>> start RECORD LIST
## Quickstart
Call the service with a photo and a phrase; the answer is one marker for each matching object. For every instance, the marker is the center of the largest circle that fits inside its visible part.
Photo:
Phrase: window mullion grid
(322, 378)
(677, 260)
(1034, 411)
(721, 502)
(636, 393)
>> end RECORD LIST
• **TASK OBJECTIVE**
Turn all of the data above into a numbered list with one line per entry, leaving out any blank lines.

• **WRITTEN ANSWER**
1. ## Quickstart
2. Call the service with a photo and a phrase; the answer is one marker for each matching object. For every instance, the marker is the center of the largest circle that fits inside its visible part.
3. Photo:
4. Phrase: window mullion grid
5. (322, 378)
6. (677, 260)
7. (1034, 411)
8. (721, 502)
9. (636, 393)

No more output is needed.